Directives
A – Reproduce the English course descriptions from "Winter 2022, ENGL 413-02: Senior" up to and including "them. (HL) Adams.".
B – In the English course descriptions, which course does Gavaler teach?
C – Extend the English course descriptions past their final sentence.

Document section

Prerequisites: Six credits in English at the 300 level, senior major standing, and instructor consent. Enrollment limited to six. A collaborative group research and writing project for senior majors, conducted in supervising faculty members’ areas of expertise, with directed independent study culminating in a substantial final project. Possible topics include ecocriticism, literature and psychology, material conditions of authorship, and documentary poetics.

Winter 2022, ENGL 413-01: Senior Research and Writing: The Art of Narrative (3). Prerequisites: Six credits in English at the 300 level, senior major standing, and instructor consent. Enrollment limited to six. The course focuses on the analysis and development of narrative strategies in short creative works. Students will produce two types of writings: creative narratives and an analytical essay exploring a related literary topic. (HL) Gavaler.

Winter 2022, ENGL 413-02: Senior Research and Writing: Versions of Epic (3). Prerequisites: Six credits in English at the 300 level, senior major standing, and instructor consent. Enrollment limited to six. This capstone courses centers upon the theory and practice of epic from Aristotle and Le Bossu through leading modern theorists of this form or mode such as Georg Lukacs, Franco Moretti, and Herbert Tucker.  In addition to emphasizing the theoretical tradition, the course will sample exemplary instances from poetry, history, and the novel to film, television, and video games in order to provide a fruitful context in which individual students can conceive and pursue a major term paper on texts, theorists, and debates about epic that most appeal to them. (HL) Adams.

Entries shown
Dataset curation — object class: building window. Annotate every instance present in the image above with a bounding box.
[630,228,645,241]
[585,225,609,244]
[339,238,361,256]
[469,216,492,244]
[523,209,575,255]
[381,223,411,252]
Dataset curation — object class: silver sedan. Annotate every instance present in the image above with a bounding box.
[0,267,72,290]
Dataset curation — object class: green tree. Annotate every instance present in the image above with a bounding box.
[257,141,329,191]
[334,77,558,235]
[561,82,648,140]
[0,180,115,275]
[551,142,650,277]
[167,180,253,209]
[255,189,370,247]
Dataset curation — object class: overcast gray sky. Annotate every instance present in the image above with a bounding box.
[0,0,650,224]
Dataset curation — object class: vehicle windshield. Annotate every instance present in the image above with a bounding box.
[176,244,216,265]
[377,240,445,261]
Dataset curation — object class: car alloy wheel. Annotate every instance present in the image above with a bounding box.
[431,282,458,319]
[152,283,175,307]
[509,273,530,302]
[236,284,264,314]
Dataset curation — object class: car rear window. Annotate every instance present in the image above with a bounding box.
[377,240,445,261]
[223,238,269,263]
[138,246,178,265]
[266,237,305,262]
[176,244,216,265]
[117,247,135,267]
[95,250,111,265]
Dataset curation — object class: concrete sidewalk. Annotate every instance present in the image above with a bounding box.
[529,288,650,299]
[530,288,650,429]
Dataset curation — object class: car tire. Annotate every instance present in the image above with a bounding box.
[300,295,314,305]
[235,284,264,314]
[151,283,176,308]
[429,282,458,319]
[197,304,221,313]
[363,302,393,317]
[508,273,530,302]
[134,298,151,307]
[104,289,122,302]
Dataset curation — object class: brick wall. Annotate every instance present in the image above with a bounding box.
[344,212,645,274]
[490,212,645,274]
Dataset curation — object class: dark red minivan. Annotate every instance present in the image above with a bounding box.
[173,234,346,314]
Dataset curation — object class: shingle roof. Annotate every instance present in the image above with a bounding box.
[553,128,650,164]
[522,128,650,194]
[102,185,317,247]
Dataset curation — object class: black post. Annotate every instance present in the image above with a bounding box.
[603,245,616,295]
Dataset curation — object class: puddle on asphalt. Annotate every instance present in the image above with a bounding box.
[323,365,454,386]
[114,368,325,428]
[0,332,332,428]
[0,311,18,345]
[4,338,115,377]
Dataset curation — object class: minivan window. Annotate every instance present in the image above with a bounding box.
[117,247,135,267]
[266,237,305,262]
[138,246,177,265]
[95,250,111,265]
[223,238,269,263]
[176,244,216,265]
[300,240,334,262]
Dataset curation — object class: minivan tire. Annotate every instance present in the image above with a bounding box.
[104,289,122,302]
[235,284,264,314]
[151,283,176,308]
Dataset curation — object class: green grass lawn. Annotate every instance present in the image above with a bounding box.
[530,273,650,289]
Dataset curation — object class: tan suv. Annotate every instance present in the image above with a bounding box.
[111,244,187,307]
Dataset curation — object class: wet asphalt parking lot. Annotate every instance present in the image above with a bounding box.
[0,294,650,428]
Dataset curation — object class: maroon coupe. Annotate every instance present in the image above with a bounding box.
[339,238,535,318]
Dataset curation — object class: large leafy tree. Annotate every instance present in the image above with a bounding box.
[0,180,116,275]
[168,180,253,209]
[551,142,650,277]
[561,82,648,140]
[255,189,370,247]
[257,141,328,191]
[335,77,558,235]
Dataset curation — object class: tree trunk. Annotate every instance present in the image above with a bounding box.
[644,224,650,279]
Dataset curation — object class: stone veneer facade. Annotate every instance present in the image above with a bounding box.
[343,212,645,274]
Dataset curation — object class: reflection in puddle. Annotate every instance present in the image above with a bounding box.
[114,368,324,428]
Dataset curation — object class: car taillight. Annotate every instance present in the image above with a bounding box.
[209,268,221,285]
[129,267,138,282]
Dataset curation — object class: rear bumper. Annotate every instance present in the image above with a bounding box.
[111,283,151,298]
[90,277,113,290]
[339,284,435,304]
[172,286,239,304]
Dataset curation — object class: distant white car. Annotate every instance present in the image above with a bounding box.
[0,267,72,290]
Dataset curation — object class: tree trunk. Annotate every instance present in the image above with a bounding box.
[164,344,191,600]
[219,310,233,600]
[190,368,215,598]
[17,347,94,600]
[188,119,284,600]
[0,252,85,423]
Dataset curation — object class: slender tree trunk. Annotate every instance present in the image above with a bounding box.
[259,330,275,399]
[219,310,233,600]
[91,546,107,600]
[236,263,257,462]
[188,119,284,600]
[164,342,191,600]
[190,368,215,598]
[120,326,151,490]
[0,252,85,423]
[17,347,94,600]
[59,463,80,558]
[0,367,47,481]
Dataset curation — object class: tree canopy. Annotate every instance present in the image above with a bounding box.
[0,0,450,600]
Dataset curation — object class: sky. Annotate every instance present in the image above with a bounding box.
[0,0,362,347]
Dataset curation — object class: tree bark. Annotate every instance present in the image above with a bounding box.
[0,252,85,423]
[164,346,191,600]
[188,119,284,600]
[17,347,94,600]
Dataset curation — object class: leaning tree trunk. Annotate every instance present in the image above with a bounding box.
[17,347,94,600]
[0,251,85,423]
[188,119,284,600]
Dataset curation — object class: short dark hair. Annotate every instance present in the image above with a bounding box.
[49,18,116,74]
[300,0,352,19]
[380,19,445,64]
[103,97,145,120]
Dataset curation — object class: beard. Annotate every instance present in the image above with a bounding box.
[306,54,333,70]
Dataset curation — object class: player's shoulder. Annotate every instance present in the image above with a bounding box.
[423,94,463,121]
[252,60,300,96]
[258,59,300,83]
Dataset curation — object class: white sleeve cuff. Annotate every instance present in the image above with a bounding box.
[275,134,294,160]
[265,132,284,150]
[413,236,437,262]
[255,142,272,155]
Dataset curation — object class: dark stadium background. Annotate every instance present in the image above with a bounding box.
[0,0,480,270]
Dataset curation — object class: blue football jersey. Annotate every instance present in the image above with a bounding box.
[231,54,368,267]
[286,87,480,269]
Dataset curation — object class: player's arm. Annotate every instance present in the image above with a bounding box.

Expected responses
A –
Winter 2022, ENGL 413-02: Senior Research and Writing: Versions of Epic (3). Prerequisites: Six credits in English at the 300 level, senior major standing, and instructor consent. Enrollment limited to six. This capstone courses centers upon the theory and practice of epic from Aristotle and Le Bossu through leading modern theorists of this form or mode such as Georg Lukacs, Franco Moretti, and Herbert Tucker.  In addition to emphasizing the theoretical tradition, the course will sample exemplary instances from poetry, history, and the novel to film, television, and video games in order to provide a fruitful context in which individual students can conceive and pursue a major term paper on texts, theorists, and debates about epic that most appeal to them. (HL) Adams.

B – ENGL 413-01, Senior Research and Writing: The Art of Narrative.

C –
Fall 2021, ENGL 413-01: Senior Research and Writing: Taking Literature Personally (3). Prerequisites: Six credits in English at the 300 level, senior major standing, and instructor consent. This capstone seminar begins with readings about reading, emphasizing cognitive studies, queer theory, and the postcritique movement. Most other readings will be chosen by students for student-led discussions. For the final project, everyone is encouraged to choose a research topic and methodology informed by their previous studies or, perhaps, addressing a gap in their experience of the major. The topics will likely vary wildly, and their forms may, too: while projects must be well-researched and argument-driven, creative or hybrid approaches will be welcome. (HL) Wheeler.

Fall 2021, ENGL 413-02: Senior Research and Writing: Queering the Text (3). Prerequisites: Six credits in English at the 300 level, senior major standing, and instructor consent. Does text have a gender or sexuality? Or does text both embody and challenge socio-political norms? One of the aims of this seminar is to investigate the inherent queerness and trans*ness of text. Reading across historical periods and working on individual projects, we ask whether constructs of sexuality and gender inform or problematize studies of texts, and how race, class, and culture complicate notions of the queer. We learn how to engage in practices of queering and trans*ing, a la Raymond Williams, through a series of keywords: body, prosthetic, desire, friendship, romance (and “bromance”), performativity, author, reader, time, space, normativity, marriage, conduct, and reproduction. (HL) Kao.